### THINGS TO DO:
1 – Reproduce the passage of the mergers and acquisitions article starting at "Companies around the" and ending at "odds of success?".
2 – According to the mergers and acquisitions article, what CEO-CFO combination raises the odds of M&A success?
3 – Continue the article on mergers and acquisitions from the point where it stops.

### DOCUMENT SECTION:
▬▬▬
Guoli Chen | Wei Shi

September 23, 2019


Summary:

Despite a high failure rate, the global appetite for mergers and acquisitions is at a 10-year peak. The authors offer their advice on successful M&A's.





Companies around the world are on a shopping spree. Buoyed by years of sustained economic growth and low cost of debt, global appetite for mergers and acquisitions is at a 10-year peak , despite the simmering trade war between the United States and China. Last year, announced transaction volumes surged to $4.1 trillion, the third highest ever. Yet M&As have a depressingly high failure rate of about 80%. Which ones have the best odds of success?

An obvious place to look for the answer is the C-suite. CEOs shape strategies and often make final M&A decisions. They also consult their chief financial officers, who help identify acquisition targets, conduct due diligence, arrange financing and engage in post-deal execution. Our research shows that there is an optimal CEO-CFO combination that increases the odds of M&A success: optimistic CEOs tempered by pessimistic CFOs.

In general, optimists are expected to focus on positive, goal-facilitating information and discount unwanted facts. Pessimists are more sensitive to negative, goal-inhibiting information; they are more critical and vigilant in their efforts to avoid potential disasters.
▬▬▬
### DATASET RECORDS:

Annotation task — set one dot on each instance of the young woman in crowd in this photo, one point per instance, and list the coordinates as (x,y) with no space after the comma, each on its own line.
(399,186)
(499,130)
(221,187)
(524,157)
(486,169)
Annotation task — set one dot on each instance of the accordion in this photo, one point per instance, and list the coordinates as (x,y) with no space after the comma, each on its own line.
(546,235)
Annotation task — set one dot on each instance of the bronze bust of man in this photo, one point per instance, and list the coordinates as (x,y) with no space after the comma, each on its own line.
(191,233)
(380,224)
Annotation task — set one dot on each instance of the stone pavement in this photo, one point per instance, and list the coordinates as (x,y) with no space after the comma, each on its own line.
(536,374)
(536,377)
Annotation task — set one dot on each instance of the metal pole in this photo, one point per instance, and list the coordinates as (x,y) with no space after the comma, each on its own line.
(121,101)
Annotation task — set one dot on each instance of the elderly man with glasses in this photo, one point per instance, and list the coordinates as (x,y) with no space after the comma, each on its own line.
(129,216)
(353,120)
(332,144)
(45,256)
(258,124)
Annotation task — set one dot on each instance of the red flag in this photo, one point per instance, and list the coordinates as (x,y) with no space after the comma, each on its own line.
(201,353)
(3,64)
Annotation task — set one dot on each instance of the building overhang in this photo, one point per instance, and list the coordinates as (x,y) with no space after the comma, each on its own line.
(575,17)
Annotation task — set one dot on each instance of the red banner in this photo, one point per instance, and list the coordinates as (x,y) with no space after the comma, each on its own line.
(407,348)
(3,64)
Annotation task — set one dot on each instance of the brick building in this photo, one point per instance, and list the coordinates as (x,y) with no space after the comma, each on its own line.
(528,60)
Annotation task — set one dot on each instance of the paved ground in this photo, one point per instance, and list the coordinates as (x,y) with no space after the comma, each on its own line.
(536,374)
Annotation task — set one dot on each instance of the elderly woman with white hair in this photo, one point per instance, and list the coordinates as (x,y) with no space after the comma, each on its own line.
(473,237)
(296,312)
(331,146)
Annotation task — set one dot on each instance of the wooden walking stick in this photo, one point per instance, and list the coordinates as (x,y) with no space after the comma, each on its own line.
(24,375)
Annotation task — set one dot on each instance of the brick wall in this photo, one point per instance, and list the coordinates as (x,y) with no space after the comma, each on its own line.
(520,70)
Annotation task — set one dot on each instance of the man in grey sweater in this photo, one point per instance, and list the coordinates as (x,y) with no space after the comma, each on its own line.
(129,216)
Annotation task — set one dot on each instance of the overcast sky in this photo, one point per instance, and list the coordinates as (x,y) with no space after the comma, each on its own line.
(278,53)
▬▬▬
### WRITTEN RESPONSES:
1 –
Companies around the world are on a shopping spree. Buoyed by years of sustained economic growth and low cost of debt, global appetite for mergers and acquisitions is at a 10-year peak , despite the simmering trade war between the United States and China. Last year, announced transaction volumes surged to $4.1 trillion, the third highest ever. Yet M&As have a depressingly high failure rate of about 80%. Which ones have the best odds of success?

2 – Optimistic CEOs tempered by pessimistic CFOs.

3 –
Optimism and pessimism have been shown to be aligned with the roles of CEO and CFO. CEOs are expected to be more optimistic and open to risks , but to parlay optimistic vision into healthy post-M&A return on assets also requires a dash of pessimism. And that has to come from the CFO, whose job it is to scrutinize target firms, conduct in-depth due diligence and pinpoint the potential risks of any M&A. CFOs are expected to be cautious and attuned to adverse conditions — the gatekeepers who bring the highflying CEOs down to earth.

We studied the influence of CEO-CFO pairs at 2,356 U.S. firms and the 4,529 M&As the companies undertook. Specifically, we focused on the level of optimism and pessimism the pairs of CEOs and CFOs brought to their M&A decisions. We culled transcripts of conference calls between 2002 and 2013 involving both the CEOs and CFOs and measured the executives’ optimism and pessimism by analyzing their use of positive and negative words. Positive words included “achieve,” “benefit,” “successful” and “satisfy”; negative ones included “flaw,” “false,” “prevent” and “unavoidable.”

According to our analysis, CEOs generally used more positive words and were more optimistic than CFOs. CFOs used more negative words and were more pessimistic than CEOs. We also found that the more optimistic a firm’s CEO-CFO pair was (high-optimism CEO with low-pessimism CFO), the more M&As it undertook. Unfortunately, high CEO-CFO optimism also correlated with lower ROA a year after an M&A.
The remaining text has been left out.